Please retype the records below exactly, leaving out any pictures.

========================================================================

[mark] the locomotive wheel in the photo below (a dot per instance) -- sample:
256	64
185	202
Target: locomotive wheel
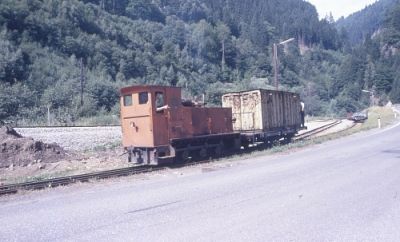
219	150
203	152
185	155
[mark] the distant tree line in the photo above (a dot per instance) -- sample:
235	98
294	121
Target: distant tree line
53	52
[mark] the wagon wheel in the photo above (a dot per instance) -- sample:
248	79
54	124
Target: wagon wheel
219	149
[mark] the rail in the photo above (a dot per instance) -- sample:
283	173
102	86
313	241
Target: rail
61	181
318	130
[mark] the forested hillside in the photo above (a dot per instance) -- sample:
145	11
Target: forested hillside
71	57
364	23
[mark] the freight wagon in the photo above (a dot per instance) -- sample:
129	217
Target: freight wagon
265	115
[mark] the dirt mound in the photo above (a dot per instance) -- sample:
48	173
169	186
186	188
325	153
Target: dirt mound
16	150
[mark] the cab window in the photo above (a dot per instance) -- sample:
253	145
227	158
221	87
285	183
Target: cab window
127	100
143	97
159	99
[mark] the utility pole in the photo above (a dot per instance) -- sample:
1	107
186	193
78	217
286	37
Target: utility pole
276	61
82	79
276	66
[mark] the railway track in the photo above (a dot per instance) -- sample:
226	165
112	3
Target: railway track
318	130
62	181
313	132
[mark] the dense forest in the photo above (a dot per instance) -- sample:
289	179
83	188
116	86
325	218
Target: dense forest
69	58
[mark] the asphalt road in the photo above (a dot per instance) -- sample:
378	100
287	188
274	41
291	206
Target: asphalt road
342	190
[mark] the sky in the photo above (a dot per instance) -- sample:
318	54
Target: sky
339	8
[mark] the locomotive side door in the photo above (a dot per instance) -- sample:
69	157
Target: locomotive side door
160	118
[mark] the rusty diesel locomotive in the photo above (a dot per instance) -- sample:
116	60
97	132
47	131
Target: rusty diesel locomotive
158	128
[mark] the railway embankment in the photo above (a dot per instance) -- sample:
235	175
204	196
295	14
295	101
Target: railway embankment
92	149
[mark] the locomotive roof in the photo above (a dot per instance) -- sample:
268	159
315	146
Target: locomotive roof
144	87
260	89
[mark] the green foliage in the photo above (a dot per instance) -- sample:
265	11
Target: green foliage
73	56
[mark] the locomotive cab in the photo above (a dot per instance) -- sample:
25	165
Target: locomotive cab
157	128
144	120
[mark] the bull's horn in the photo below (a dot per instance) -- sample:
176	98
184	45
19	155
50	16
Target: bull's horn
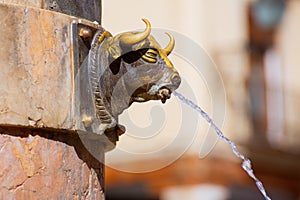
133	38
169	48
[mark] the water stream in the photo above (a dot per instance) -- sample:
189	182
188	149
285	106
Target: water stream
246	163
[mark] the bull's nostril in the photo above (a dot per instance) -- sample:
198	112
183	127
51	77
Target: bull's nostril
176	80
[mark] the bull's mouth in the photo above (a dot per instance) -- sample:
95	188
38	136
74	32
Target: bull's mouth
147	93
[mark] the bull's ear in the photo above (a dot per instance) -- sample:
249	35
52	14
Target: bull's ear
114	51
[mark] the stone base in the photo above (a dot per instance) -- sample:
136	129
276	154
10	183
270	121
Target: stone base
47	165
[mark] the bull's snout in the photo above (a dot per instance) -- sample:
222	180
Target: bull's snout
176	80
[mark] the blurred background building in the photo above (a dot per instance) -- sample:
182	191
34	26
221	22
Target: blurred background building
255	45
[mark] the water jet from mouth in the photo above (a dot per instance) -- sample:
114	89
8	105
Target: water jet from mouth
246	163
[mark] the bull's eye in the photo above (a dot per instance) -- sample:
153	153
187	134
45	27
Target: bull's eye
150	56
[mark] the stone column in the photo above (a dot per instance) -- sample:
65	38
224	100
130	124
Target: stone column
42	155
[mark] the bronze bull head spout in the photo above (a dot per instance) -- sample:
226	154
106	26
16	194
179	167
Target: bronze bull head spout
131	67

========================================================================

* **Task solution**
[mark] the locomotive wheel in the photo below (a dot per instance) -- sample:
256	64
185	202
Target: locomotive wheel
219	150
203	152
185	155
[mark] the distant tree line in the photo above (a dot per instance) -- sample:
235	98
294	121
Target: distant tree line
53	52
[mark] the wagon wheel in the photo above (a dot per instance) -- sample:
248	79
54	124
Target: wagon wheel
219	149
[mark] the rail in the photo above (a dot per instance) -- sample:
283	173
102	86
313	241
Target: rail
61	181
318	130
[mark] the forested hillside in the photo above (a dot per instance) -- sample:
145	11
Target: forested hillside
71	57
364	23
[mark] the freight wagon in the photo above (a dot per instance) -- sample:
129	217
Target: freight wagon
265	115
[mark] the dirt mound in the photo above (a dot per instance) -- sample:
48	173
169	186
186	188
325	153
Target: dirt mound
16	150
[mark] the cab window in the photo above (a dot per instance) -- sample:
253	145
227	158
221	87
285	183
Target: cab window
127	100
143	97
159	99
[mark] the utility pole in the photo above (a dot per instance) -- sample:
1	107
186	193
78	217
286	37
Target: utility pole
276	61
82	79
276	66
[mark] the railway track in the photo above (a dot per instance) -- sample:
226	165
112	3
Target: railway track
318	130
62	181
313	132
[mark] the dense forest in the photo above (a dot per instance) -- sample:
289	179
83	188
116	86
325	218
Target: dense forest
69	58
[mark] the asphalt road in the photo above (a dot per instance) -- sample:
378	100
287	188
274	41
291	206
Target: asphalt road
342	190
[mark] the sky in the photo above (a dot per instance) -- sample:
318	54
Target: sky
339	8
[mark] the locomotive side door in the photo above (a dot per instance) -- sample:
69	157
Target: locomotive side door
160	118
[mark] the rusty diesel locomotive in the photo above (a dot per instance) -- sample:
116	60
97	132
47	131
Target: rusty diesel locomotive
158	128
[mark] the railway embankment in the photo above (a dot per instance) -- sample:
235	175
204	196
295	14
295	101
Target: railway embankment
92	149
[mark] the locomotive roof in the photo above (a dot per instance) -- sample:
268	159
315	146
Target: locomotive roof
144	87
260	89
[mark] the green foliage in the photo above (a dot per instance) -- sample:
265	11
Target: green foliage
73	56
[mark] the locomotive cab in the photo above (a dot per instance) -- sample:
25	165
Target: locomotive cab
157	128
144	120
[mark] the bull's horn in the photo below (a dot per instance) -- sample:
176	98
184	45
19	155
50	16
Target: bull's horn
133	38
169	48
[mark] the water stream in the photo above (a dot per instance) -- sample:
189	182
188	149
285	106
Target: water stream
246	163
[mark] the bull's nostril in the photo above (a dot per instance) -- sample:
198	112
183	127
51	77
Target: bull's nostril
176	80
[mark] the bull's mouth in the photo above (a dot per instance) -- sample:
95	188
38	136
74	32
Target: bull's mouth
147	93
[mark] the bull's ear in the photo above (a dot per instance) -- sample:
249	35
52	14
Target: bull's ear
114	51
[mark] the stone base in the photo above (a dot per instance) -- sample:
136	129
276	154
10	183
270	121
Target: stone base
47	165
[mark] the bull's snout in the photo above (a dot per instance) -- sample:
222	180
Target: bull's snout
176	80
[mark] the blurred background building in the photo above (a dot per instance) -- sample:
182	191
34	26
221	22
Target: blurred background building
255	45
[mark] the water jet from mouth in the photo above (a dot per instance) -- sample:
114	89
8	105
Target: water jet from mouth
246	163
[mark] the bull's eye in the photo above (a dot per instance) -- sample:
153	153
187	134
45	27
Target: bull's eye
150	56
[mark] the stone column in the photo above (a dot per instance) -- sample:
65	38
224	100
130	124
Target: stone column
42	155
[mark] the bronze bull head spout in the photo above (a dot per instance) -- sample:
226	154
106	26
16	194
179	167
Target: bronze bull head spout
131	67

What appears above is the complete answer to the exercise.